Texto de origem ▸

A sala de aula é o lugar onde me encontro. Para lá quero voltar.
Os consultórios de psiquiatria estão repletos de gente como eu – pedintes de socorro de seu sofrimento e de suas neuroses de caráter.
Os consultórios de psiquiatria são como UTIS para onde confluem os pacientes psiquicamente graves e onde eles são conduzidos para o confrontar com a realidade verdadeira do seu eu mesmo, a qual não se desvela sem uma grande dose de dor, inquietação e perplexidade, para alguns, e de recusa, no caso de outros.
A sala de aula é o lugar de encontros com a diversidade, lugar onde raramente estou exclusivamente ocupado de mim.
O eu, em nossa vida cotidiana, veste muitas máscaras, atua de modos vários e compulsivos; articula estratégias de autodefesa, adota comportamentos que repetem experiências traumáticas de um passado do qual ele é uma manifestação presente; comportamentos em cujo cerne se encontram impulsos inconscientes. Tamanho é o encargo do ser eu que, para uma grande maioria, é melhor evitar o confronto na intimidade de seu domínio constantemente usurpado por forças sobre as quais ele, o eu, não exerce controle.
Os consultórios de psiquiatria estão, portanto, repletos de pessoas que não conseguiram mais resistir às exigências da normalidade que se supõe haver de modo definitivo e a qual é tomada, sem o devido questionamento, como critério para o ajustamento cultural de cada indivíduo.
O eu é, essencialmente, conflito e angústia. A psicanálise é uma área do saber humano que, com a filosofia, exerce sobre mim grande fascínio. E estudá-la possibilita-me um autoconhecimento indispensável à sustentação do eu-existo. No entanto, o debruçarmo-nos sobre a literatura psicanalítica só não basta para que logremos sobreviver a nós mesmos. A ajuda de um especialista me parece indispensável.

Bloco de dados ▸
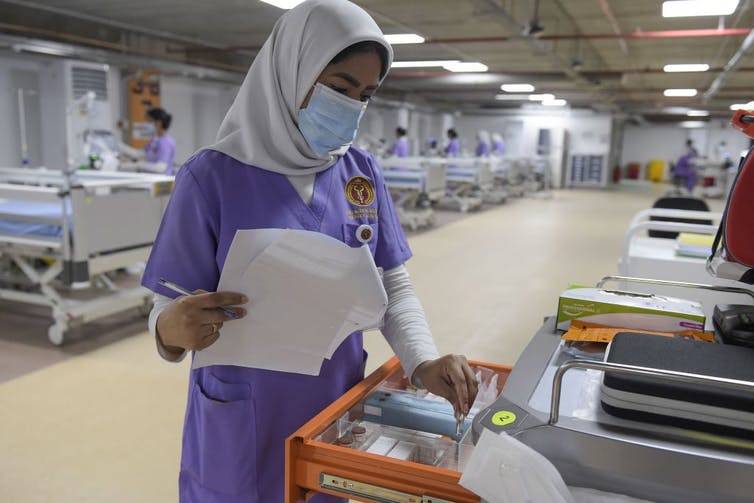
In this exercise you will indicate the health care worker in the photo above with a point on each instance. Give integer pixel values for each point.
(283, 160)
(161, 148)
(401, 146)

Solicitações ▸
a) De acordo com o texto de origem, quais são as duas áreas do saber que exercem grande fascínio sobre quem escreve?
b) Por favor, transcreva do texto de origem o trecho entre "Os consultórios de psiquiatria são" e "caso de outros.", inclusive.

Respostas por tarefa ▸
a) A psicanálise e a filosofia.

b)
Os consultórios de psiquiatria são como UTIS para onde confluem os pacientes psiquicamente graves e onde eles são conduzidos para o confrontar com a realidade verdadeira do seu eu mesmo, a qual não se desvela sem uma grande dose de dor, inquietação e perplexidade, para alguns, e de recusa, no caso de outros.